● Reading text:
*** Begin section ***

FAQ 2095 What options do family members of an adult patient with mental illness have if they are concerned about the patient’s mental health and the patient refuses to agree to let a health care provider share information with the family?
This is a HIPAA FAQ about disclosure of a patient's mental health to family members.
Issued by: Office for Civil Rights (OCR)
What options do family members of an adult patient with mental illness have if they are concerned about the patient’s mental health and the patient refuses to agree to let a health care provider share information with the family?
The HIPAA Privacy Rule permits a health care provider to disclose information to the family members of an adult patient who has capacity and indicates that he or she does not want the disclosure made, only to the extent that the provider perceives a serious and imminent threat to the health or safety of the patient or others and the family members are in a position to lessen the threat. Otherwise, under HIPAA, the provider must respect the wishes of the adult patient who objects to the disclosure. However, HIPAA in no way prevents health care providers from listening to family members or other caregivers who may have concerns about the health and well-being of the patient, so the health care provider can factor that information into the patient’s care.

*** End section ***

● Explore the material:
1. Reproduce the HIPAA FAQ between "FAQ 2095 What" and "Civil Rights (OCR)", inclusive, changing "family members" to "relatives".
2. According to the HIPAA FAQ, which office issued it?
3. Pick up the HIPAA FAQ on family disclosure after its final sentence and keep writing.

● Data under study:
*** Begin section ***

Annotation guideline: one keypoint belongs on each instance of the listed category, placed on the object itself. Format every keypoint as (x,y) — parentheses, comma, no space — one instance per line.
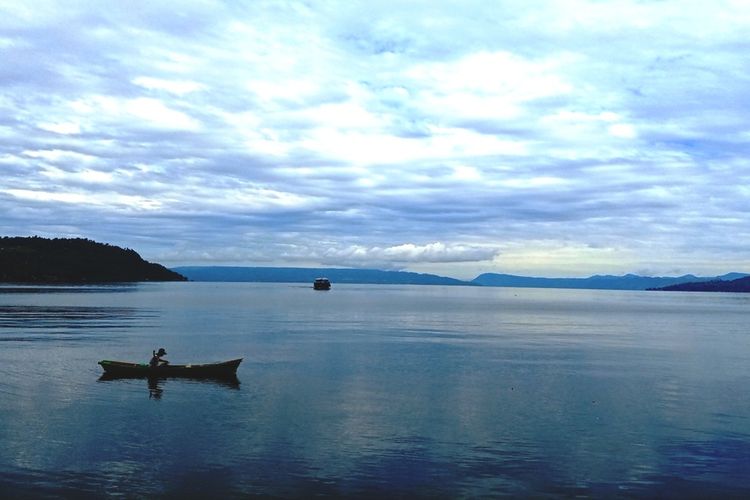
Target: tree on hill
(76,260)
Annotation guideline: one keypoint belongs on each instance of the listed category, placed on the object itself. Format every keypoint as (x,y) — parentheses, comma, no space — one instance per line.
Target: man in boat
(156,360)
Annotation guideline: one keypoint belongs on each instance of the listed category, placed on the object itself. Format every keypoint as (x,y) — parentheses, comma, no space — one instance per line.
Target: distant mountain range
(598,282)
(373,276)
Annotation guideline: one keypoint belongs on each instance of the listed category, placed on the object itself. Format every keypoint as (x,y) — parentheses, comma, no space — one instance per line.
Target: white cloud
(553,131)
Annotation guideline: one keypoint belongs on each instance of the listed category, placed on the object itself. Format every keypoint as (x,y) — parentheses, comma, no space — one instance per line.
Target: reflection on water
(35,323)
(156,384)
(56,289)
(389,391)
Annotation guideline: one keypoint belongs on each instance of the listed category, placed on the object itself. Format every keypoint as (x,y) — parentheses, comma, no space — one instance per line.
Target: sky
(545,138)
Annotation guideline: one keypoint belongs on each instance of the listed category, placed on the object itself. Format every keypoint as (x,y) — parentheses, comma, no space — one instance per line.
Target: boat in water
(322,284)
(224,369)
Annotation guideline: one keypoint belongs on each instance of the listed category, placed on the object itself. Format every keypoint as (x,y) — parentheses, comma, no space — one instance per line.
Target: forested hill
(741,285)
(42,260)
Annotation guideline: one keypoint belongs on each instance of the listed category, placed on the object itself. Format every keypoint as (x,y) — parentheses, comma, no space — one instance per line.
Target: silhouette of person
(156,360)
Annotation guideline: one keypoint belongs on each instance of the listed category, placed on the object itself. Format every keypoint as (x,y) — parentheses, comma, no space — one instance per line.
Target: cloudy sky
(551,138)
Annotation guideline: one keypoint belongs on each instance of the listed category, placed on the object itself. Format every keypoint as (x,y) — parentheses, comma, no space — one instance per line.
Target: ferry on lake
(322,284)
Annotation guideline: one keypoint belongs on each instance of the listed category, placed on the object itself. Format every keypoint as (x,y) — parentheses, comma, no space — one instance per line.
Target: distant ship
(322,284)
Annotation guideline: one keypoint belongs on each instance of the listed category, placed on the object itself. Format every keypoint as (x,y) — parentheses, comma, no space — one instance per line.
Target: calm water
(376,390)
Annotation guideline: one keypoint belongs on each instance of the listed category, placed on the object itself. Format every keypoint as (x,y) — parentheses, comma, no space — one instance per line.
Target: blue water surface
(375,390)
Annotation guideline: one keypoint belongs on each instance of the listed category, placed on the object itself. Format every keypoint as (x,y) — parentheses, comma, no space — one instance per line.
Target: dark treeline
(76,260)
(739,285)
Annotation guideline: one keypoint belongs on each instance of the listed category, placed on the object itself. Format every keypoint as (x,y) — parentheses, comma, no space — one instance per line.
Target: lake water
(405,391)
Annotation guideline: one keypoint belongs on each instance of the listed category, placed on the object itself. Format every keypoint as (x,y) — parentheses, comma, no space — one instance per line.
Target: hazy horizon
(545,139)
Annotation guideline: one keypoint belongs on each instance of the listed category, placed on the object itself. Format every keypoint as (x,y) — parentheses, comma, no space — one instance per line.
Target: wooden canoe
(225,369)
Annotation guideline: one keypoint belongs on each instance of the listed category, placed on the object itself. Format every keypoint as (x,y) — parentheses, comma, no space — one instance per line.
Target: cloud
(388,134)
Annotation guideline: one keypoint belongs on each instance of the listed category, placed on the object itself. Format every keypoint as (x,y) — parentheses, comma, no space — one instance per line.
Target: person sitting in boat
(156,360)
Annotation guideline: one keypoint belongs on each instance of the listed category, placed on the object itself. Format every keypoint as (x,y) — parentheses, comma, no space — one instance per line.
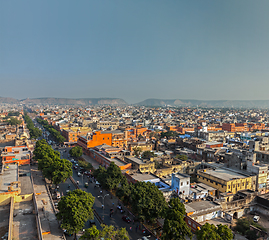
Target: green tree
(137,151)
(76,152)
(74,210)
(108,232)
(109,178)
(10,114)
(14,121)
(147,201)
(211,232)
(148,155)
(124,191)
(182,157)
(175,228)
(62,170)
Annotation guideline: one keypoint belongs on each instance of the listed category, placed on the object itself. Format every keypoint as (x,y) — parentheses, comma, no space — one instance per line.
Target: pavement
(101,198)
(49,223)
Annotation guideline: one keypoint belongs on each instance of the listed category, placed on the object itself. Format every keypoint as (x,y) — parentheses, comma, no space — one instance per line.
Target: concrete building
(226,180)
(181,184)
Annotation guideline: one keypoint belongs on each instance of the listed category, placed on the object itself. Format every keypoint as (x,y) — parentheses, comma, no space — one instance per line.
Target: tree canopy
(75,209)
(211,232)
(57,135)
(109,178)
(14,121)
(147,155)
(108,232)
(175,228)
(49,162)
(76,151)
(34,132)
(147,201)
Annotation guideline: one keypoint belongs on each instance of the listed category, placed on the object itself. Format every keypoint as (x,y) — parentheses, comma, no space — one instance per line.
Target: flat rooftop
(10,174)
(224,174)
(143,177)
(200,206)
(136,160)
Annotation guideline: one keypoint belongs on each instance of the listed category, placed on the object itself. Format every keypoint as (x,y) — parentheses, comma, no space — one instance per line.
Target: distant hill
(8,100)
(66,101)
(206,103)
(70,101)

*** End section ***

● Answers to the exercise:
1.
FAQ 2095 What options do relatives of an adult patient with mental illness have if they are concerned about the patient’s mental health and the patient refuses to agree to let a health care provider share information with the family?
This is a HIPAA FAQ about disclosure of a patient's mental health to relatives.
Issued by: Office for Civil Rights (OCR)

2. The Office for Civil Rights (OCR).

3.
In the event that the patient later requests access to the health record, any information disclosed to the provider by another person who is not a health care provider that was given under a promise of confidentiality (such as that shared by a concerned family member), may be withheld from the patient if the disclosure would be reasonably likely to reveal the source of the information. 45 CFR 164.524(a)(2)(v). This exception to the patient’s right of access to protected health information gives family members the ability to disclose relevant safety information with health care providers without fear of disrupting the family’s relationship with the patient.